Judd Apatow blends honest, quirky relationship observations with sometimes hilarious, sometimes banal potty jokes in This is 40. In other words, it’s another Apatow flick. Paradoxically, the humor elements in this film seem to have a good time coexisting with the slice-of-life stresses of a marriage strained by child-rearing and financial woes. My veneration for his ability to pull off the most outrageous comedic bits while keeping a consistent dramatic flow is only occasionally offset here by scenes that fall too flat for comfort.
Apatow does little to avoid the assumption that This is 40 is perhaps largely autobiographical since he casts his real life wife, Leslie Mann, and their two daughters, Maude and Iris, as three of the lead characters. A well-to-do Los Angeles setting rounds out the dead ringer aspects. Paul Rudd is on hand to play Apatow’s alter ego, here a record label owner who, since he’s about to have to sell his house to stay above water, needs a financial break-out event and decides to bring back Brit late-70s rocker Graham Parker for a new record and a concert. (It would have been nice to have a little more performance scenes from Parker and his band the Rumour than the perfunctory couple of minutes provided here. After all, the film is well over two hours and is not exactly free of dead spots. Not even a couple of vintage Parker cuts on the soundtrack?)

EXTRACTED DATA

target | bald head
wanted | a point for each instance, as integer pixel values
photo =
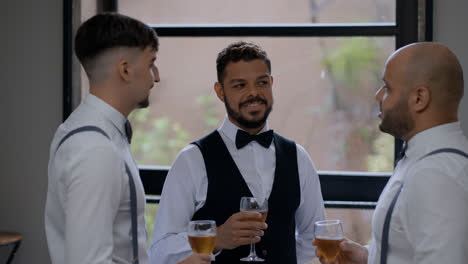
(434, 66)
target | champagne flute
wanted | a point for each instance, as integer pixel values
(202, 236)
(250, 204)
(328, 236)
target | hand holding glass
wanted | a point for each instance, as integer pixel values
(250, 204)
(328, 236)
(202, 236)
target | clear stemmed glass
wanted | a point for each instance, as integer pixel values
(328, 236)
(202, 236)
(250, 204)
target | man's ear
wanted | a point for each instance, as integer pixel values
(219, 91)
(420, 98)
(124, 69)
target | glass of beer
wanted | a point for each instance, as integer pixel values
(202, 236)
(328, 236)
(250, 204)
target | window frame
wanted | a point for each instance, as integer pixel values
(365, 187)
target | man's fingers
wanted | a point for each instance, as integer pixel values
(248, 233)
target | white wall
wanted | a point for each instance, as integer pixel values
(450, 20)
(31, 108)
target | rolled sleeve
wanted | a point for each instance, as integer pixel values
(436, 217)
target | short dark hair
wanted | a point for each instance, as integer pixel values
(109, 30)
(238, 51)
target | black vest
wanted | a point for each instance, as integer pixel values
(226, 186)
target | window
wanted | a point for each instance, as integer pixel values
(327, 57)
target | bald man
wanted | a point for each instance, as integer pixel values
(422, 88)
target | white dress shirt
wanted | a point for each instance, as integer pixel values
(186, 186)
(87, 215)
(429, 222)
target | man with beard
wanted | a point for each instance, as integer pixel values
(421, 215)
(241, 158)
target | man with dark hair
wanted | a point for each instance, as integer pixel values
(421, 215)
(95, 209)
(241, 158)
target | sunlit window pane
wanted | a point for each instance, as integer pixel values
(259, 11)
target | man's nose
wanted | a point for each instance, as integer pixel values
(156, 74)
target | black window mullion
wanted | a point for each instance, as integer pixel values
(288, 30)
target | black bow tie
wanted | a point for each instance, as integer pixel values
(243, 138)
(402, 153)
(128, 131)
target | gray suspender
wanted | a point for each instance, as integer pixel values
(131, 183)
(386, 227)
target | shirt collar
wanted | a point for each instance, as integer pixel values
(431, 139)
(108, 112)
(230, 129)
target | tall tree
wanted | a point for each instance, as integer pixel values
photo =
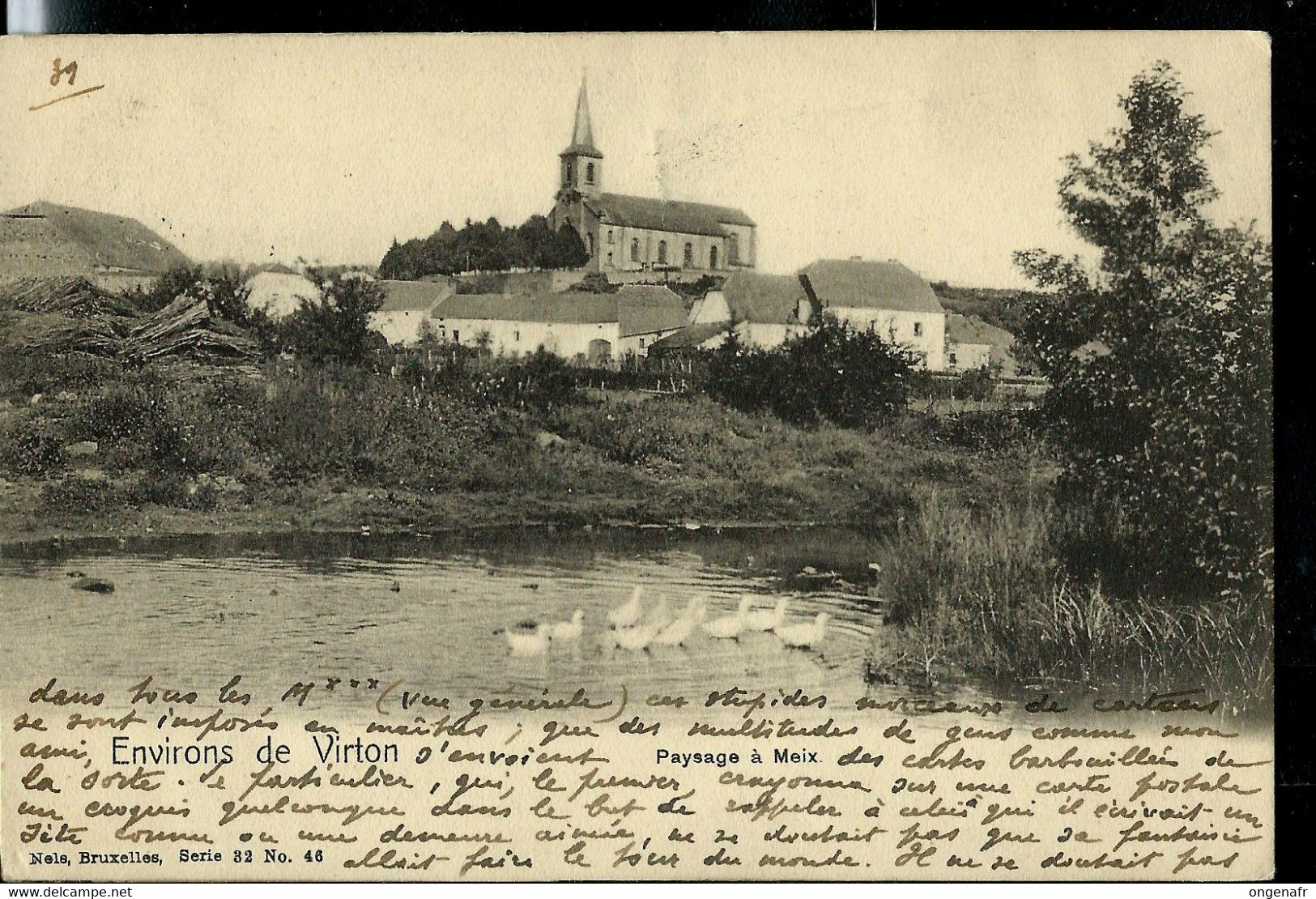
(1160, 356)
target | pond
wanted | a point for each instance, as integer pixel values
(194, 611)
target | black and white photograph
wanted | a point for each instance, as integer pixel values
(679, 457)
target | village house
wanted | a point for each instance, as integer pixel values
(45, 240)
(590, 328)
(768, 309)
(406, 305)
(627, 233)
(884, 296)
(973, 343)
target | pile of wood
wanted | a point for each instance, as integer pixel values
(69, 295)
(187, 328)
(62, 334)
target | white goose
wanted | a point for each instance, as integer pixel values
(806, 635)
(679, 631)
(568, 629)
(768, 619)
(638, 637)
(528, 642)
(627, 614)
(730, 625)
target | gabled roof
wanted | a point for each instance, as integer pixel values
(766, 299)
(863, 284)
(568, 307)
(414, 295)
(690, 336)
(50, 236)
(646, 309)
(667, 215)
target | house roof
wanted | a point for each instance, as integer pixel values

REQUIREMENT 1
Repeat the part of the This is 40 review that begins at the words "Apatow does little" and stops after the words "on the soundtrack?)".
REQUIREMENT 2
Answer these questions using the This is 40 review.
(a) What is the title of the Apatow film under review?
(b) In what city is the film set?
(c) Which rocker does Paul Rudd's character decide to bring back for a new record and a concert?
REQUIREMENT 3
Continue the This is 40 review from its last sentence.

TASK RESULT 1
Apatow does little to avoid the assumption that This is 40 is perhaps largely autobiographical since he casts his real life wife, Leslie Mann, and their two daughters, Maude and Iris, as three of the lead characters. A well-to-do Los Angeles setting rounds out the dead ringer aspects. Paul Rudd is on hand to play Apatow’s alter ego, here a record label owner who, since he’s about to have to sell his house to stay above water, needs a financial break-out event and decides to bring back Brit late-70s rocker Graham Parker for a new record and a concert. (It would have been nice to have a little more performance scenes from Parker and his band the Rumour than the perfunctory couple of minutes provided here. After all, the film is well over two hours and is not exactly free of dead spots. Not even a couple of vintage Parker cuts on the soundtrack?)

TASK RESULT 2
(a) This is 40
(b) Los Angeles
(c) Graham Parker

TASK RESULT 3
Mann plays Rudd’s wife who owns a boutique that employs Megan Fox and Charlene Yi, one of whom is probably stealing from the business. Naturally, Rudd and his buds pine after Fox, who, incidentally, goes into a soliloquy about employing herself as an escort and how it’s not really prostitution. Rudd and Mann have a fight where they somehow compare themselves to Simon & Garfunkel, and Albert Brooks, Rudd’s father, plays a mooching dad to three in-vitro identical triplets. Brooks (back to comedy after his top-shelf dramatic performance in Drive) riffs jokes about not being able to tell the kids apart and manages to make faux-pax fun at Mann’s own biological Dad (John Lithgow), who’s largely estranged and cold. There are the requisite penis and vagina jokes and one that’s hard to see coming involving a tasteless body part of Rudd’s.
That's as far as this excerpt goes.